> _REQUIREMENT 1_
Convert everything in the listing from its first line down to the line containing "116L190 111L184 109L179", both ends included, into a Markdown table with the columns Row and Line. Skip blank lines and leave the pictures out.

> _TEXT BLOCK_
#####

The foot sweep (also footsweep) is a move in many different styles of martial arts. It is used to trip an opponent. Foot sweeps are commonly used in Tang Soo Do, karate, Muay Thai and jujutsu. In addition, many closer sweeps like the Trap Sweep and Two-Leg Sweep can resemble Judo throws.

Types

Drop sweep
Commonly thought of when someone hears “foot sweep,” the drop sweep involves spinning and sweeping one or two legs from a crouched position. This move is also known as the front sweep in martial arts circles.

Single-leg sweep 
When the opponent has one foot off the ground (usually in mid-kick) and the defender moves past this kick and sweeps out the standing leg.

Trap sweep 
A variant of the single-leg sweep, this involves catching the opponent's kick with one hand and sweeping the back leg. The advantage is closer proximity and less chance of failure, but it leaves the defender open to hand attacks to the head.

Two-leg sweep
When the opponent has both feet on the ground and the defender strikes behind both legs, usually accompanied by a blow across the chest to further off-balance the opponent.

Forward sweep
A sweep aimed at the front of the opponent's legs, as opposed to the more conventional behind-the-legs strike. This is considered more dangerous due to the possibility of injuring the opponent's knees or shins if the sweep is too powerful or misapplied.

#####

> _SUPPLIED MATERIAL_
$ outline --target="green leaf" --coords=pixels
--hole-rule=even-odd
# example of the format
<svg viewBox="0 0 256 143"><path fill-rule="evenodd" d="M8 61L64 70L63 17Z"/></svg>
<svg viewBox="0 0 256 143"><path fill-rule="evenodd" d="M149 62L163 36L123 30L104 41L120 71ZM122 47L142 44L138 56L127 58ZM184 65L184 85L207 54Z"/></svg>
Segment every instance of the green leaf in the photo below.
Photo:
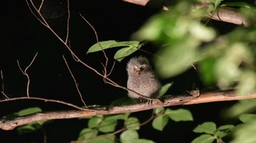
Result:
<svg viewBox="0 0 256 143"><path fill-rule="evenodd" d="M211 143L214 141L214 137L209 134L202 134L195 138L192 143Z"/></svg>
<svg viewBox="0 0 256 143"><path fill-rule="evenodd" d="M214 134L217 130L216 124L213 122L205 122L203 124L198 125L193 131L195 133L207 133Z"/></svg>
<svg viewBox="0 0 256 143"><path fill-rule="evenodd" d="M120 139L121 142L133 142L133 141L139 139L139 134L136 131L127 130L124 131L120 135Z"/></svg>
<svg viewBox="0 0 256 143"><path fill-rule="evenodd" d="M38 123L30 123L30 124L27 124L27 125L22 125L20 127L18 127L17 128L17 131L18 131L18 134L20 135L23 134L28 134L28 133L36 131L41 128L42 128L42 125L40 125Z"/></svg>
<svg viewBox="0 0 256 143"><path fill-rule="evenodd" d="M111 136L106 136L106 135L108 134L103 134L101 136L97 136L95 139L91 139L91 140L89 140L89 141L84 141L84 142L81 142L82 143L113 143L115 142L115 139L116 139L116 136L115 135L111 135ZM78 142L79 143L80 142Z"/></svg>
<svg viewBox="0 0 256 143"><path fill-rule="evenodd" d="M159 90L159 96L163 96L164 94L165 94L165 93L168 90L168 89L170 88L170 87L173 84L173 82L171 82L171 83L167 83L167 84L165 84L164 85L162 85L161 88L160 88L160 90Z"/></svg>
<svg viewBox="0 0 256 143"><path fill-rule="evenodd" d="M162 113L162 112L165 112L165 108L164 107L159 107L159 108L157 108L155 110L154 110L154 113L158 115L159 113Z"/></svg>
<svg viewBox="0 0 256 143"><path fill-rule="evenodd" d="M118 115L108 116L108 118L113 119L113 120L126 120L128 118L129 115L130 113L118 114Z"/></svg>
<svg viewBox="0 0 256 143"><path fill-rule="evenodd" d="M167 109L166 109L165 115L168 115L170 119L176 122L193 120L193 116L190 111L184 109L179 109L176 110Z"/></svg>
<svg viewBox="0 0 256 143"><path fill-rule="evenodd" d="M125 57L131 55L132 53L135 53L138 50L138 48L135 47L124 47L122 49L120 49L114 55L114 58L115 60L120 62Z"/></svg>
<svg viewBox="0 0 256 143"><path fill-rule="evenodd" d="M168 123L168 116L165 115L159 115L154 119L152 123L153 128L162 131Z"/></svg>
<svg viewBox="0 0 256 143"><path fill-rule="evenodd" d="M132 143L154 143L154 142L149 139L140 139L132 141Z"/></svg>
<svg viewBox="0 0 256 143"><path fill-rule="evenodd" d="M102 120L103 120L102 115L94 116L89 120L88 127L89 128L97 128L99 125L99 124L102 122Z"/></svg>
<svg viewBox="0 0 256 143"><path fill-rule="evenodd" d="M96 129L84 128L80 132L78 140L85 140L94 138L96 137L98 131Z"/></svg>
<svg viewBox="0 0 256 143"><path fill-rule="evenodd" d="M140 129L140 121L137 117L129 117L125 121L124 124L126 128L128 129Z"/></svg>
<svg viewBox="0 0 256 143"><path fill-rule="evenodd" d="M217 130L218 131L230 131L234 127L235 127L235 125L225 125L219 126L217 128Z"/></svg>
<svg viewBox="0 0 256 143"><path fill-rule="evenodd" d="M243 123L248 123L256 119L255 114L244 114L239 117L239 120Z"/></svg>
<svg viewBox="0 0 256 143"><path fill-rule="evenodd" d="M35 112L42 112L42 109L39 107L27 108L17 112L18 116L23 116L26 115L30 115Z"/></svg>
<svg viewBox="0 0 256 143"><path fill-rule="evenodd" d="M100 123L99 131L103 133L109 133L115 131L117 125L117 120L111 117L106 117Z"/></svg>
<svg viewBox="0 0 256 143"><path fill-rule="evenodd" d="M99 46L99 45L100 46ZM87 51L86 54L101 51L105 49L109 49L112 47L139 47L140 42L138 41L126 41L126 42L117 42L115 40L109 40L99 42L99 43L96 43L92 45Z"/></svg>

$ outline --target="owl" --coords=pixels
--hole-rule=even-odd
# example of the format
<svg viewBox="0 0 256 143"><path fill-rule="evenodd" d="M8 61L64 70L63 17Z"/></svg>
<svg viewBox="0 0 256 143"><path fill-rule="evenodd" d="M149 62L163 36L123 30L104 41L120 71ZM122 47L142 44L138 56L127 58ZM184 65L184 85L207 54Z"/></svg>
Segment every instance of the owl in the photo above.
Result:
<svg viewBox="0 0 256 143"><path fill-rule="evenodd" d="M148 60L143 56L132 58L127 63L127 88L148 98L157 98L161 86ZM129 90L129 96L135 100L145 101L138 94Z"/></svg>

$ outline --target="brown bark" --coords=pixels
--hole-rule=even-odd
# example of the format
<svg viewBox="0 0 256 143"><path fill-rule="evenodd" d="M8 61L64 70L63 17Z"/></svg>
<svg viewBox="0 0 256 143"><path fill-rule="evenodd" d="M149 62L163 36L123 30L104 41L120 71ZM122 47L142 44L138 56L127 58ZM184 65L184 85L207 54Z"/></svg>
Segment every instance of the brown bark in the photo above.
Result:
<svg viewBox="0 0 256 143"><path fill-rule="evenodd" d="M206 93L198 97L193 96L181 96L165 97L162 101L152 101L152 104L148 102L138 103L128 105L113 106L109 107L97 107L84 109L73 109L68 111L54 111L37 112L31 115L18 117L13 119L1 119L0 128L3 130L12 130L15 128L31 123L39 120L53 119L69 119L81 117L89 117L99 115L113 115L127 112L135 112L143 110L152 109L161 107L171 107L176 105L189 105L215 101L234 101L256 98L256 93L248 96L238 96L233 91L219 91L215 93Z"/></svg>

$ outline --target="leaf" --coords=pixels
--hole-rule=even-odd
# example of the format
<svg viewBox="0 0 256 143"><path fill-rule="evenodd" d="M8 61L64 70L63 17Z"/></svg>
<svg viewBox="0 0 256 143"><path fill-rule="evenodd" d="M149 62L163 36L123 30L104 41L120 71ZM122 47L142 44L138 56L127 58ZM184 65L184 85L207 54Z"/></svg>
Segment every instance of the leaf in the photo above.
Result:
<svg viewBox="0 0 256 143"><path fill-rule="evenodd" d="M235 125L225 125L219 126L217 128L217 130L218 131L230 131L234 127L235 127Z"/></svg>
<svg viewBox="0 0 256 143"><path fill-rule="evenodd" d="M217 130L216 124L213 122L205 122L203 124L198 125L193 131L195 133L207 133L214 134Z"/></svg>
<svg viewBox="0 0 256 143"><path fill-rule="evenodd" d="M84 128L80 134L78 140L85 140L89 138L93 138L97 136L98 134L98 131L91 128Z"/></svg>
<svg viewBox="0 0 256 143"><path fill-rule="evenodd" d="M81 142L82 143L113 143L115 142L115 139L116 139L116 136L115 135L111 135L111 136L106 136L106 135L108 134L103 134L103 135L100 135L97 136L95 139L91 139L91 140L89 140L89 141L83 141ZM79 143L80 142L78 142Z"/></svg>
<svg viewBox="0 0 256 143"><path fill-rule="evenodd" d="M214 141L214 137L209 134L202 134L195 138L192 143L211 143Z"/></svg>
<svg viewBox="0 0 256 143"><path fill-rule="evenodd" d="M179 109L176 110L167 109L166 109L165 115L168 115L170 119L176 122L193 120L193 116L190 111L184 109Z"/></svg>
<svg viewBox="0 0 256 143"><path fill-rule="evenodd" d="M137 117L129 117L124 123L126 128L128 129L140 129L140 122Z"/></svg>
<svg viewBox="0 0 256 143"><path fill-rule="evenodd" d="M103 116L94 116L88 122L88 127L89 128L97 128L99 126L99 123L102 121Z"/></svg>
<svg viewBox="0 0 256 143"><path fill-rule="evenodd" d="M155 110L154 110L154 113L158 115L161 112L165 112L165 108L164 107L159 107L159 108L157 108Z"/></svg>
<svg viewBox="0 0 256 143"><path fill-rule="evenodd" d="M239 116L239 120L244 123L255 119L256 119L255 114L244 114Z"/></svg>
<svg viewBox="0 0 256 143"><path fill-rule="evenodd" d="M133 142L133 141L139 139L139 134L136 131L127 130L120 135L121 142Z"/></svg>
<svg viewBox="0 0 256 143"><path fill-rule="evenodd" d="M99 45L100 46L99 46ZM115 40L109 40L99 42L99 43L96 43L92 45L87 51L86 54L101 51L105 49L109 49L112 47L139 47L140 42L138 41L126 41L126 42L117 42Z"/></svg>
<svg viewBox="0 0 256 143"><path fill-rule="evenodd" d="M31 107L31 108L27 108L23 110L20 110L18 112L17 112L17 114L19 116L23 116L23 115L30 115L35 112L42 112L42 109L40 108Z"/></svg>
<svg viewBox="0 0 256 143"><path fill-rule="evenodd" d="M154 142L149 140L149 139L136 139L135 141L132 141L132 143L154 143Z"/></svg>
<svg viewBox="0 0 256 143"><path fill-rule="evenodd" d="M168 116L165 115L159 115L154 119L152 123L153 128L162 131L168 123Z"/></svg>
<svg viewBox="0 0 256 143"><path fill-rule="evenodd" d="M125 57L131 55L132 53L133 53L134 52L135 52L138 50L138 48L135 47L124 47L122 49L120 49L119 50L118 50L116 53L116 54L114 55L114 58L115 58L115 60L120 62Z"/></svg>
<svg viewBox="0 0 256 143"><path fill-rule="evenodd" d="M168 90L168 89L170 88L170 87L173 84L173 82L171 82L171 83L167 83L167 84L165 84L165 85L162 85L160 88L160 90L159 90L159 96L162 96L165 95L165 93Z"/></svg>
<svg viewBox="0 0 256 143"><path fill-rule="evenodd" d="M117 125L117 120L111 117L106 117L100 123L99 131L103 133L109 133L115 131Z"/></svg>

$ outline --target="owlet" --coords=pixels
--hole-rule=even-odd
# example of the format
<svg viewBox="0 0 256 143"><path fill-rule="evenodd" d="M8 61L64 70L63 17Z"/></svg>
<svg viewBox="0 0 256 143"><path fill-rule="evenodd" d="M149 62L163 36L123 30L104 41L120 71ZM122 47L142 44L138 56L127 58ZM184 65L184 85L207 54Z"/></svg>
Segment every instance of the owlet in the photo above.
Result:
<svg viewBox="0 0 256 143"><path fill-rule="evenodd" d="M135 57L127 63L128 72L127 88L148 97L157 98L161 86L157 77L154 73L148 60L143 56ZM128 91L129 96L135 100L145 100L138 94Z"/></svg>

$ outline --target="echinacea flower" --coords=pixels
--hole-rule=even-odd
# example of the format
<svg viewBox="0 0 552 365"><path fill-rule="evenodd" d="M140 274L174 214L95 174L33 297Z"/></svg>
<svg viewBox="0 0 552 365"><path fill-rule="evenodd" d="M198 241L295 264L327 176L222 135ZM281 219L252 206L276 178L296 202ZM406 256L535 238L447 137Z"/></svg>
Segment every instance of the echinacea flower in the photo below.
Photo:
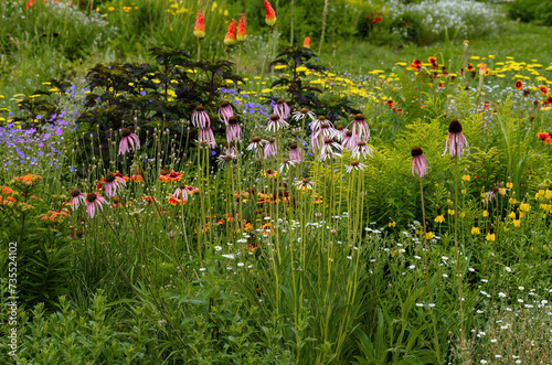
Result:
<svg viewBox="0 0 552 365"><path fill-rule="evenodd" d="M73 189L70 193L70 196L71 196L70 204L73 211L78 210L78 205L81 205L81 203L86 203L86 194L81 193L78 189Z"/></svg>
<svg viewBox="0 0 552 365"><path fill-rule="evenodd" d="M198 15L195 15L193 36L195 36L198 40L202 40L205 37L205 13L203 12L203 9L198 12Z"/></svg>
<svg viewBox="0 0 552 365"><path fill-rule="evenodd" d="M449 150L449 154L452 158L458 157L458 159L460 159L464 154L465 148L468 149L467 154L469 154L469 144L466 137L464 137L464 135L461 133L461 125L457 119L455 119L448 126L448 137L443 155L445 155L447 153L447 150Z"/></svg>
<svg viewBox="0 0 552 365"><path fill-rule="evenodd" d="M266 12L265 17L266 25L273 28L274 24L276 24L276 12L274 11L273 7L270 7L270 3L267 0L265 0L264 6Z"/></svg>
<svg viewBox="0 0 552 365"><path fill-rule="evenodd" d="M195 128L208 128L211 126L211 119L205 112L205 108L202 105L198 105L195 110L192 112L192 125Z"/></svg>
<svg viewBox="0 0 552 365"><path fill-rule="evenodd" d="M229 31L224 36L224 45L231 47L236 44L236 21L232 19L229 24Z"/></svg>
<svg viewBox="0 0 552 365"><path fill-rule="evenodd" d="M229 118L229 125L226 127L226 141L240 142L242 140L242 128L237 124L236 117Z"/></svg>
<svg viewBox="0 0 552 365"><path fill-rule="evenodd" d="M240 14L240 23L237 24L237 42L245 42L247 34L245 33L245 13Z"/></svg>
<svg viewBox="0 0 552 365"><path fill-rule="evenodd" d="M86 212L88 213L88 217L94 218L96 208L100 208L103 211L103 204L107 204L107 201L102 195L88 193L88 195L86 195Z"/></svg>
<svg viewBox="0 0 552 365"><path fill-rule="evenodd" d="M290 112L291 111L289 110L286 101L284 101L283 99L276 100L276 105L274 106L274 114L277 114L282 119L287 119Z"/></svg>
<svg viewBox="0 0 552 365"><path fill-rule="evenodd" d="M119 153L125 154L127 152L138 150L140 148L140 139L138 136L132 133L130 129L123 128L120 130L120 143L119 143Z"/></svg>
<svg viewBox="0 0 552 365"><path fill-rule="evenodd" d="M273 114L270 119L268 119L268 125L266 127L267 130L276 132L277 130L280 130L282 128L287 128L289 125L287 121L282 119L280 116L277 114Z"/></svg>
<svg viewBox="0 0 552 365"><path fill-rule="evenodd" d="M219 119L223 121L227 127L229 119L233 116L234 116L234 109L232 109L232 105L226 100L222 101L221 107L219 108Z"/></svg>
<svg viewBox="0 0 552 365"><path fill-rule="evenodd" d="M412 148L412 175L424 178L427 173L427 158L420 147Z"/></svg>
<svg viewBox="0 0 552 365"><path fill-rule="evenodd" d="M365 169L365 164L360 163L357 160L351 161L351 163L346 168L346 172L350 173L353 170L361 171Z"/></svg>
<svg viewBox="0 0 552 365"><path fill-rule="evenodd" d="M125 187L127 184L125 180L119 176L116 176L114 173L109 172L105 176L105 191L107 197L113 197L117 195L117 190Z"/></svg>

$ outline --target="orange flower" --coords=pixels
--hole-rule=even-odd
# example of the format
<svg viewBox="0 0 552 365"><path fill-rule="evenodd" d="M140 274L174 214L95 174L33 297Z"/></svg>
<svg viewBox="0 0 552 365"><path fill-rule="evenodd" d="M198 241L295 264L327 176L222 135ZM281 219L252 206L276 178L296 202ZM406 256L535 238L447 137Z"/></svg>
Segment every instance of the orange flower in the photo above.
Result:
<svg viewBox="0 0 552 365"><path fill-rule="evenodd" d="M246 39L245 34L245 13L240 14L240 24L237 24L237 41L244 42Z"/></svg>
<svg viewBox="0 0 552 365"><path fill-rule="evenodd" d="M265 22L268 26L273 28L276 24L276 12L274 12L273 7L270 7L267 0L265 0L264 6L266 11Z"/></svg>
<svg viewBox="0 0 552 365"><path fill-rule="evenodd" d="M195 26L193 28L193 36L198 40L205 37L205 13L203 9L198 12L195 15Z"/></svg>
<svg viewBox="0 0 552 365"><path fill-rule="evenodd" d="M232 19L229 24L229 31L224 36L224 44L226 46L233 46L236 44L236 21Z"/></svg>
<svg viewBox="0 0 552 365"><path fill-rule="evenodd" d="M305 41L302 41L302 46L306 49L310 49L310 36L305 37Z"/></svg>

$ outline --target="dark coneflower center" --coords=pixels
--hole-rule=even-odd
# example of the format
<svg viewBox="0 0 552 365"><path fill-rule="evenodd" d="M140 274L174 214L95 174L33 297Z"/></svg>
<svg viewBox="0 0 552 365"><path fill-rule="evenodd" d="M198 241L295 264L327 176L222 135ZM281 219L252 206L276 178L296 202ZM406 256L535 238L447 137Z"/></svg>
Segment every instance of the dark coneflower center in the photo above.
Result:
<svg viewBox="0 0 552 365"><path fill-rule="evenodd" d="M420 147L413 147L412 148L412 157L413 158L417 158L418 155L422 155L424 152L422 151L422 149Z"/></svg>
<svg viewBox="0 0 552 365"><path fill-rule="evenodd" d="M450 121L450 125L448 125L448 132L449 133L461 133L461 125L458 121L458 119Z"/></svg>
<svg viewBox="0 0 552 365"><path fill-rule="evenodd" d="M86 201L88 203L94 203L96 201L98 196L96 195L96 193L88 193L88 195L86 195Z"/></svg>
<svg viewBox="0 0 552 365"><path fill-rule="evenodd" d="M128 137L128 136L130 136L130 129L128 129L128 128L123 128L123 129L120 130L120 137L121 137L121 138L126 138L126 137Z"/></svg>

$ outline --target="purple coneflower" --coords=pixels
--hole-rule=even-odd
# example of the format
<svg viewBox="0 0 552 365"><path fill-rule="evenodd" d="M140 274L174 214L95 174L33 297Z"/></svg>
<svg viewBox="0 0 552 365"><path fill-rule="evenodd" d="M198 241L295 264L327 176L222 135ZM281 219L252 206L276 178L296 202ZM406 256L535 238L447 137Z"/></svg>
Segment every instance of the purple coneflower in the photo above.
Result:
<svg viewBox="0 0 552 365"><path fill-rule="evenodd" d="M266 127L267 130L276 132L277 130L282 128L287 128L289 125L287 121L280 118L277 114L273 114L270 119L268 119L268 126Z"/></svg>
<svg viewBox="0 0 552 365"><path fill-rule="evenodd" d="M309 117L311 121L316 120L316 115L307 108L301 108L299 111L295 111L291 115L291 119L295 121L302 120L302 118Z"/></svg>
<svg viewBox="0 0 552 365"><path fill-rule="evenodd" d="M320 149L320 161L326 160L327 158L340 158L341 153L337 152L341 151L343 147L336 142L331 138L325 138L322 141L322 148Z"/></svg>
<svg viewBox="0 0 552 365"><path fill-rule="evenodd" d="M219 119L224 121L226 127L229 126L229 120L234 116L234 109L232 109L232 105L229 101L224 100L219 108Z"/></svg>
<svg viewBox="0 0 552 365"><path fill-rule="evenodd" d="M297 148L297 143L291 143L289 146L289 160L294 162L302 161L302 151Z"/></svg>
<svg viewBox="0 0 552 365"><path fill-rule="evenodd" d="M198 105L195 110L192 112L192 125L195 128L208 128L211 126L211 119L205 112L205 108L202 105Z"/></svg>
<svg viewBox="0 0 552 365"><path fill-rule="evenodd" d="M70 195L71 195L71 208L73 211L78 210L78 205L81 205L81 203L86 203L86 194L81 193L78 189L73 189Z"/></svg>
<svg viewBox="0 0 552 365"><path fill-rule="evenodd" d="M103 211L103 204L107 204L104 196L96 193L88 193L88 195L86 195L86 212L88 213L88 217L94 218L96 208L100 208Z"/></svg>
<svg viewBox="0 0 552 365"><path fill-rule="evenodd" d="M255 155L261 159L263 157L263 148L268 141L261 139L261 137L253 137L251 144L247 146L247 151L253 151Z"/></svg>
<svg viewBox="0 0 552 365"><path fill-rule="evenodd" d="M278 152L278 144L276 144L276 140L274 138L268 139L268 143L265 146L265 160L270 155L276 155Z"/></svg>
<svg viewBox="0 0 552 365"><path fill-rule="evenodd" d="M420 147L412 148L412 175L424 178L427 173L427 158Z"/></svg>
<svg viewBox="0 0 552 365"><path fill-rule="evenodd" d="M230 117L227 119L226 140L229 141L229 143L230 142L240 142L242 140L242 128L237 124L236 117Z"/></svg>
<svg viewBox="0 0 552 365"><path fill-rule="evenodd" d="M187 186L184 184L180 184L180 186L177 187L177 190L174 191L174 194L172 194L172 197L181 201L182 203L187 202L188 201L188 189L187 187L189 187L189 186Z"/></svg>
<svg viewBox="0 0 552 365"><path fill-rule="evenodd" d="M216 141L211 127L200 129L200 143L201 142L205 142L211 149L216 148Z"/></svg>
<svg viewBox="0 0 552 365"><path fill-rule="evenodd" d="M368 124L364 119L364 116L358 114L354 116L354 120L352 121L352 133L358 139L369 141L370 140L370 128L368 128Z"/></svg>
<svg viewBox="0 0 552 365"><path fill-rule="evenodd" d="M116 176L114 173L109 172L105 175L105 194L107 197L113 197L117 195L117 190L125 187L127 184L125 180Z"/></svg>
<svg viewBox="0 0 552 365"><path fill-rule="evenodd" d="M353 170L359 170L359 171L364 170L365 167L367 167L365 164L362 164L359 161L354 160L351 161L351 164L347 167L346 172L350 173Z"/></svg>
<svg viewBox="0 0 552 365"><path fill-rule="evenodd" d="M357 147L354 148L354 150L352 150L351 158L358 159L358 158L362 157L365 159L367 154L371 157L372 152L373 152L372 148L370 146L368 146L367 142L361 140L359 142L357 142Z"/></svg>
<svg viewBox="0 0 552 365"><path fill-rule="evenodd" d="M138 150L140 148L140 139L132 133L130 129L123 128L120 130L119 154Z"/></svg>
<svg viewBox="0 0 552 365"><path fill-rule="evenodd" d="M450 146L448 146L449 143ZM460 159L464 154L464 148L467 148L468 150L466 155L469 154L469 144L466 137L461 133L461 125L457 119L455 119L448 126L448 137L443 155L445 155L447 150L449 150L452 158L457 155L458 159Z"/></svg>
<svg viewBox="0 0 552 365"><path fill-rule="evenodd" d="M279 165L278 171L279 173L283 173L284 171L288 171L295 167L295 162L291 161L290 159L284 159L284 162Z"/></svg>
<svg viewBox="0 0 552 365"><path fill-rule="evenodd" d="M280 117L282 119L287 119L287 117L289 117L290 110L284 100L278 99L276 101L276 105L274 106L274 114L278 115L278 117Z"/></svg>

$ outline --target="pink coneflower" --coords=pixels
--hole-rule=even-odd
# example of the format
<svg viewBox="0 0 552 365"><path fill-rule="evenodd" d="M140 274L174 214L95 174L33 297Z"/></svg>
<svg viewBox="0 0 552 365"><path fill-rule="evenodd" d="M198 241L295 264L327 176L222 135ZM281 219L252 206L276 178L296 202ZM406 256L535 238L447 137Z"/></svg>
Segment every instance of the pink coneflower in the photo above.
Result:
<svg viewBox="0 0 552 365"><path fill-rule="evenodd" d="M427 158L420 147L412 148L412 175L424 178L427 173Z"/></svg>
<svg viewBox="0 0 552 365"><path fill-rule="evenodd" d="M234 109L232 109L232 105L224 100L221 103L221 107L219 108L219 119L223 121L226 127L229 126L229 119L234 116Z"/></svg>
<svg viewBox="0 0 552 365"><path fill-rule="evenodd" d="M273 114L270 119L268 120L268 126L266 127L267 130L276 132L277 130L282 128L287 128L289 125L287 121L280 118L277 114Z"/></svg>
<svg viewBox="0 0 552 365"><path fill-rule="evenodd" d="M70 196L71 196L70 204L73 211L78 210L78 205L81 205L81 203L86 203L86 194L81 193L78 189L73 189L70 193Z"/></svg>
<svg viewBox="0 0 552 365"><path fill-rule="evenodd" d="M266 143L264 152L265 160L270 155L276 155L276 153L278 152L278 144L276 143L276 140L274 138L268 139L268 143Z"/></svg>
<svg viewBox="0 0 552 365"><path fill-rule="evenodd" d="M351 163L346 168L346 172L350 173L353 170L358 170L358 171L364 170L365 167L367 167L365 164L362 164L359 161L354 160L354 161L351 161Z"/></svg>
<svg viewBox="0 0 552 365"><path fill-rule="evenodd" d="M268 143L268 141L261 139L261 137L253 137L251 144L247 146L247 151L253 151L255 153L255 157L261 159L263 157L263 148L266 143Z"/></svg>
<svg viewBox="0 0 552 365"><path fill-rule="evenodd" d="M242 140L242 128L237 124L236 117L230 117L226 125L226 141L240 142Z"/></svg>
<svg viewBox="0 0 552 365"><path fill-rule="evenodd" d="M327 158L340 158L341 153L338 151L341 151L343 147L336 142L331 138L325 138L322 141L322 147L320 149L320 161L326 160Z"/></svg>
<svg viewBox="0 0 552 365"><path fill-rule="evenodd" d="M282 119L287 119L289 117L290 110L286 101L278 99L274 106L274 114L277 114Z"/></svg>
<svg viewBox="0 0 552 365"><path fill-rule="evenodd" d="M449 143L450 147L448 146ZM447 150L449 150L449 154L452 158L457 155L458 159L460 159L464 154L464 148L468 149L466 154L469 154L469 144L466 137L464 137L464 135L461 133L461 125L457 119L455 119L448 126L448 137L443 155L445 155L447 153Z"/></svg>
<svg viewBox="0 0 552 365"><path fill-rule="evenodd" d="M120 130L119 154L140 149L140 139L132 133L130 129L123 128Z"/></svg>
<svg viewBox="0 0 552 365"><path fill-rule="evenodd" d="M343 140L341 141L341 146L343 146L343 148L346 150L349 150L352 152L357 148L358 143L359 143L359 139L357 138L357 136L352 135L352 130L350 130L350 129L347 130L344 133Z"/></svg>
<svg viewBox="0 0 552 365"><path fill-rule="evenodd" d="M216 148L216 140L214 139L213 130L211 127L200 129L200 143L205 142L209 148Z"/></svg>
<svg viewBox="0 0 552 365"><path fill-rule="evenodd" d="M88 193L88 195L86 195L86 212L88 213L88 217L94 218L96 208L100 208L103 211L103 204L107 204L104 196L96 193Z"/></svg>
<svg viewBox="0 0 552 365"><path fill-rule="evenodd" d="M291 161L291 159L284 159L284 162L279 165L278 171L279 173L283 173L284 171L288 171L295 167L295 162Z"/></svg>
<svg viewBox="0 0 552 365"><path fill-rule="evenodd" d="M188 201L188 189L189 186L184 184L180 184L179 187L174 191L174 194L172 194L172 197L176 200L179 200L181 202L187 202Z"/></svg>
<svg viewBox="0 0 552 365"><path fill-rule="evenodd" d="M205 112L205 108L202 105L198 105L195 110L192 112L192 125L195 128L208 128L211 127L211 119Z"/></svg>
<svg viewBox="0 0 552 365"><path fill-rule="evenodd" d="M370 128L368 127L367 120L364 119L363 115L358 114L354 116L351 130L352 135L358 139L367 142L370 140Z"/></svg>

#####

> _REQUIREMENT 2_
Duplicate the entire foot sweep text without any changes.

> _OUTPUT 1_
| Row | Line |
|---|---|
| 1 | $ outline --target="green leaf" --coords=pixels |
| 2 | --hole-rule=even-odd |
| 3 | # example of the format |
| 4 | <svg viewBox="0 0 256 143"><path fill-rule="evenodd" d="M8 61L64 70L63 17Z"/></svg> |
| 5 | <svg viewBox="0 0 256 143"><path fill-rule="evenodd" d="M149 62L163 36L123 30L104 41L120 71ZM122 47L142 44L138 56L127 58ZM184 65L184 85L207 54Z"/></svg> |
| 6 | Segment every instance of the green leaf in the photo below. |
| 7 | Photo: |
| 8 | Result: |
| 9 | <svg viewBox="0 0 256 143"><path fill-rule="evenodd" d="M211 143L214 141L214 137L209 134L202 134L195 138L192 143Z"/></svg> |
| 10 | <svg viewBox="0 0 256 143"><path fill-rule="evenodd" d="M214 134L217 130L216 124L213 122L205 122L203 124L198 125L193 131L195 133L207 133Z"/></svg> |
| 11 | <svg viewBox="0 0 256 143"><path fill-rule="evenodd" d="M120 139L121 142L133 142L133 141L139 139L139 134L136 131L127 130L124 131L120 135Z"/></svg> |
| 12 | <svg viewBox="0 0 256 143"><path fill-rule="evenodd" d="M38 123L30 123L30 124L27 124L27 125L22 125L20 127L18 127L17 128L17 131L18 131L18 134L20 135L23 134L28 134L28 133L36 131L41 128L42 128L42 125L40 125Z"/></svg> |
| 13 | <svg viewBox="0 0 256 143"><path fill-rule="evenodd" d="M111 136L106 136L106 135L108 134L103 134L101 136L97 136L95 139L91 139L91 140L89 140L89 141L84 141L84 142L81 142L82 143L113 143L115 142L115 139L116 139L116 136L115 135L111 135ZM78 142L79 143L80 142Z"/></svg> |
| 14 | <svg viewBox="0 0 256 143"><path fill-rule="evenodd" d="M159 90L159 96L163 96L164 94L165 94L165 93L168 90L168 89L170 88L170 87L173 84L173 82L171 82L171 83L167 83L167 84L165 84L164 85L162 85L161 88L160 88L160 90Z"/></svg> |
| 15 | <svg viewBox="0 0 256 143"><path fill-rule="evenodd" d="M162 113L162 112L165 112L165 108L164 107L159 107L159 108L157 108L155 110L154 110L154 113L158 115L159 113Z"/></svg> |
| 16 | <svg viewBox="0 0 256 143"><path fill-rule="evenodd" d="M118 115L108 116L108 118L113 119L113 120L126 120L128 118L129 115L130 113L118 114Z"/></svg> |
| 17 | <svg viewBox="0 0 256 143"><path fill-rule="evenodd" d="M167 109L166 109L165 115L168 115L170 119L176 122L193 120L193 116L190 111L184 109L179 109L176 110Z"/></svg> |

> _OUTPUT 2_
The foot sweep (also footsweep) is a move in many different styles of martial arts. It is used to trip an opponent. Foot sweeps are commonly used in Tang Soo Do, karate, Muay Thai and jujutsu. In addition, many closer sweeps like the Trap Sweep and Two-Leg Sweep can resemble Judo throws.

Types

Drop sweep
Commonly thought of when someone hears “foot sweep,” the drop sweep involves spinning and sweeping one or two legs from a crouched position. This move is also known as the front sweep in martial arts circles.

Single-leg sweep 
When the opponent has one foot off the ground (usually in mid-kick) and the defender moves past this kick and sweeps out the standing leg.

Trap sweep 
A variant of the single-leg sweep, this involves catching the opponent's kick with one hand and sweeping the back leg. The advantage is closer proximity and less chance of failure, but it leaves the defender open to hand attacks to the head.

Two-leg sweep
When the opponent has both feet on the ground and the defender strikes behind both legs, usually accompanied by a blow across the chest to further off-balance the opponent.

Forward sweep
A sweep aimed at the front of the opponent's legs, as opposed to the more conventional behind-the-legs strike. This is considered more dangerous due to the possibility of injuring the opponent's knees or shins if the sweep is too powerful or misapplied.